Records from a data collection

+---+

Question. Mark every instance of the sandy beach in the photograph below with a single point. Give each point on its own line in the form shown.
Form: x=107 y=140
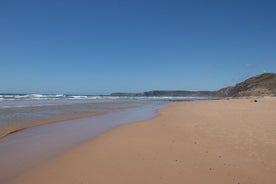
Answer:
x=220 y=141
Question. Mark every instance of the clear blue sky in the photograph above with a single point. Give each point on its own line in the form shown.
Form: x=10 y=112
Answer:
x=104 y=46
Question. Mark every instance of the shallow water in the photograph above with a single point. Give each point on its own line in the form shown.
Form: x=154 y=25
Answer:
x=25 y=149
x=20 y=114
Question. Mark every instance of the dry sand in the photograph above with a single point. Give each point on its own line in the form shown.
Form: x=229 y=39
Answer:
x=199 y=142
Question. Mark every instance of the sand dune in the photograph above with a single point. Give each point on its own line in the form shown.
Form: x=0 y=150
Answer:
x=224 y=141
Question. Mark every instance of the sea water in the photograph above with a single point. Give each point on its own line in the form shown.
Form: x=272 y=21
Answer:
x=25 y=149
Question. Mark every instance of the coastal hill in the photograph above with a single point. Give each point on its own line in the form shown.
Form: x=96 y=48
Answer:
x=260 y=85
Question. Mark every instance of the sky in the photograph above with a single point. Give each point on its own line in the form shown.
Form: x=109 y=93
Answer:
x=105 y=46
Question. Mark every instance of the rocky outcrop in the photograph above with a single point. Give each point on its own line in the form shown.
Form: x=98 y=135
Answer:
x=260 y=85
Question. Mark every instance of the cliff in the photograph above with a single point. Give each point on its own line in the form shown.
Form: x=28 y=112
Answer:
x=260 y=85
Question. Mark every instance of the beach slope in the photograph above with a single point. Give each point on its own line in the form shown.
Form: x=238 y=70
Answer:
x=223 y=141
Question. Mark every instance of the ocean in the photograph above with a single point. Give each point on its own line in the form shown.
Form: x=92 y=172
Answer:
x=52 y=124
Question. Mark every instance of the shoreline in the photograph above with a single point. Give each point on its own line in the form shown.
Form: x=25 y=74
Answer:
x=221 y=141
x=34 y=146
x=12 y=130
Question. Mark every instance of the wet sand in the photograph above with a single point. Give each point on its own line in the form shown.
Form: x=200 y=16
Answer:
x=223 y=141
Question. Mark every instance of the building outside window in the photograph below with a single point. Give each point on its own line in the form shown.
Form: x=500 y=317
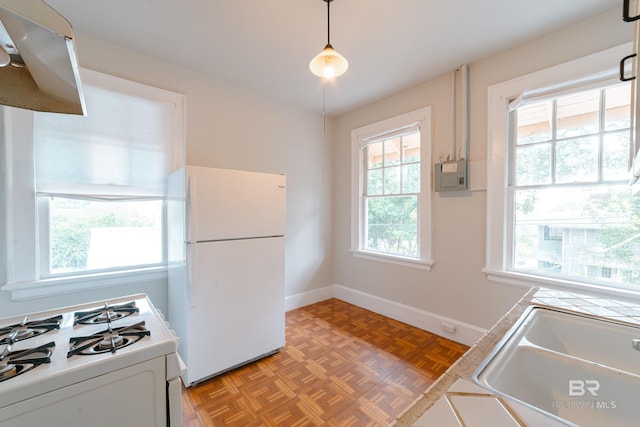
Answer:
x=570 y=173
x=391 y=190
x=560 y=208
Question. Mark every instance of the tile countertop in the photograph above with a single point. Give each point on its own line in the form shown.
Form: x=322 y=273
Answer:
x=457 y=382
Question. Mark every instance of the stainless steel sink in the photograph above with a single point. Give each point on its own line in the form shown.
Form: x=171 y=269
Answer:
x=578 y=369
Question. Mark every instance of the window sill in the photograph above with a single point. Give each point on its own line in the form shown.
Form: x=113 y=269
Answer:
x=21 y=291
x=407 y=262
x=526 y=281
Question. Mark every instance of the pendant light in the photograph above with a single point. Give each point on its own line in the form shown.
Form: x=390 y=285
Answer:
x=328 y=63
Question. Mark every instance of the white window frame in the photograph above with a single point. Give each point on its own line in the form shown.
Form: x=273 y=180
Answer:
x=595 y=67
x=22 y=225
x=359 y=139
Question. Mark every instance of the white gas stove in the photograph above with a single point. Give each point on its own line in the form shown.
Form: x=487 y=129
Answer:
x=90 y=364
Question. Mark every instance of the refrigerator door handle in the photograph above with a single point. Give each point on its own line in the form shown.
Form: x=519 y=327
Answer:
x=192 y=274
x=192 y=216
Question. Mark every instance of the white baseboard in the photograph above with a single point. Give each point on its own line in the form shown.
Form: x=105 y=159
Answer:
x=464 y=333
x=305 y=298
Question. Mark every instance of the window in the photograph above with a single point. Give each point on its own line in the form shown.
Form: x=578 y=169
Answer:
x=391 y=190
x=560 y=207
x=96 y=185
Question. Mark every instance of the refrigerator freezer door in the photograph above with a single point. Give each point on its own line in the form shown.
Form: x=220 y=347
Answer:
x=239 y=310
x=231 y=204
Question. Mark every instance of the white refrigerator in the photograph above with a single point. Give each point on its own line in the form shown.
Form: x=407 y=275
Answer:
x=226 y=252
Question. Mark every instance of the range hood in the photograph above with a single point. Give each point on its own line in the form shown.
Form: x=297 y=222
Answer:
x=42 y=71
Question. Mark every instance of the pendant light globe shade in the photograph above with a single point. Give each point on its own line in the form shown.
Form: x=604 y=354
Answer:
x=328 y=63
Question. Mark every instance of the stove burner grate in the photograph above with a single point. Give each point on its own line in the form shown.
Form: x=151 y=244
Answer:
x=105 y=314
x=14 y=363
x=109 y=340
x=28 y=329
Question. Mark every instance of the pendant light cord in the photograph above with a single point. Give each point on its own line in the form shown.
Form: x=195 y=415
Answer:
x=328 y=23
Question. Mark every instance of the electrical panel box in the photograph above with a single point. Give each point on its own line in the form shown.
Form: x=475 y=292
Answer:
x=450 y=176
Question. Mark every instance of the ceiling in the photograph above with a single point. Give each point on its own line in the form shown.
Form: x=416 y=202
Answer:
x=266 y=46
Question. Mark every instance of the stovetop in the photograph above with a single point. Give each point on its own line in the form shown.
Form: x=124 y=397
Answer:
x=61 y=347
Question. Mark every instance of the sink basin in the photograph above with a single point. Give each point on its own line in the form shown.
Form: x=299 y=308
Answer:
x=578 y=369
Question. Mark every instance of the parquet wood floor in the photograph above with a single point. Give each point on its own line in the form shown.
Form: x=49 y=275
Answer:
x=342 y=366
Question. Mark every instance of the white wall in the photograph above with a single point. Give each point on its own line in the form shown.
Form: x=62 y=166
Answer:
x=456 y=288
x=230 y=127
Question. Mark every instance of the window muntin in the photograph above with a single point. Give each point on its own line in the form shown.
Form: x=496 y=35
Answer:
x=573 y=216
x=390 y=208
x=391 y=194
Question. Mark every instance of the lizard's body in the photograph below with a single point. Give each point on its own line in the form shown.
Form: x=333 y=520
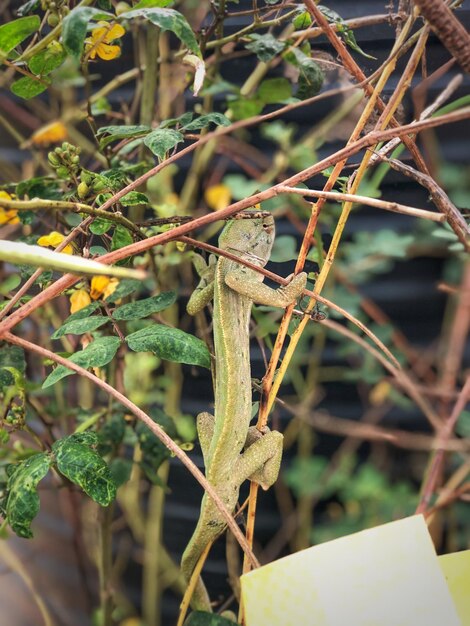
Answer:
x=234 y=288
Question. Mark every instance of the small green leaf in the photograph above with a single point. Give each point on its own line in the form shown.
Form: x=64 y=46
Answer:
x=125 y=288
x=167 y=19
x=310 y=75
x=161 y=140
x=100 y=226
x=45 y=61
x=28 y=87
x=84 y=467
x=74 y=27
x=274 y=90
x=121 y=238
x=81 y=326
x=201 y=618
x=121 y=132
x=22 y=504
x=171 y=344
x=301 y=21
x=120 y=471
x=204 y=120
x=134 y=197
x=245 y=108
x=266 y=47
x=13 y=33
x=144 y=308
x=10 y=357
x=97 y=354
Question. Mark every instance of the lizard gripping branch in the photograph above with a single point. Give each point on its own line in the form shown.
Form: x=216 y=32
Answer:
x=232 y=451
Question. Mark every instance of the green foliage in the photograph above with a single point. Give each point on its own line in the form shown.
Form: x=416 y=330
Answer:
x=77 y=460
x=13 y=33
x=98 y=353
x=162 y=140
x=145 y=308
x=167 y=19
x=266 y=47
x=171 y=344
x=80 y=326
x=22 y=504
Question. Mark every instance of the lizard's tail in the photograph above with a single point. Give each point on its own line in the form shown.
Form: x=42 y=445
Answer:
x=200 y=600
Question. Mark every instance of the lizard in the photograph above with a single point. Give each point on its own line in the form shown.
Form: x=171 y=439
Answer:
x=232 y=450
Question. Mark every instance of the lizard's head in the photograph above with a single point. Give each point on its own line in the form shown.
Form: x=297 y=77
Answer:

+---+

EXERCISE: Starting with the line that holds "Question. Mark every instance of the lizard's body", repeat exactly every line through the end of the material above, both ends included, without the pictures.

SOLUTION TO THIS EXERCISE:
Question. Mark every instance of the lizard's body in the photograph below with a single point. Give each point on its own line in the form shown.
Form: x=333 y=520
Answer:
x=234 y=288
Question. Mark every instance of the small green leaf in the photograph above with a single point. Give each point on its own line in the form shown.
Form: x=64 y=46
Answer:
x=125 y=288
x=167 y=19
x=310 y=75
x=161 y=140
x=100 y=226
x=45 y=61
x=28 y=87
x=84 y=467
x=74 y=27
x=274 y=90
x=121 y=238
x=81 y=326
x=201 y=618
x=121 y=132
x=22 y=504
x=171 y=344
x=301 y=21
x=120 y=471
x=204 y=120
x=134 y=197
x=245 y=108
x=266 y=47
x=13 y=33
x=144 y=308
x=10 y=357
x=97 y=354
Question. Mark every instance of the lizard gripping branch in the photograph above with a single point. Give each point on its own line in the form shown.
Form: x=216 y=32
Answer:
x=232 y=451
Question. Mark every instance of the green foliage in the photograph above with a single point. Give each point on its own line in the form shown.
Form: x=416 y=330
Answer:
x=77 y=460
x=13 y=33
x=98 y=353
x=162 y=140
x=145 y=308
x=167 y=19
x=266 y=47
x=171 y=344
x=80 y=326
x=22 y=504
Question. Mark every instance of the lizard's tail in the photograph above with a single point. Give each point on its own line in the form shown.
Form: x=42 y=445
Answer:
x=200 y=600
Question. Mark every instance of the lizard in the photograph above with a single point. Give each point on its own line in the form shown.
Form: x=171 y=439
Answer:
x=232 y=450
Question. Mark every instance of the lizard's head in the photograph above with a single point. Give each point on its own line in the form shown.
Form: x=297 y=77
Answer:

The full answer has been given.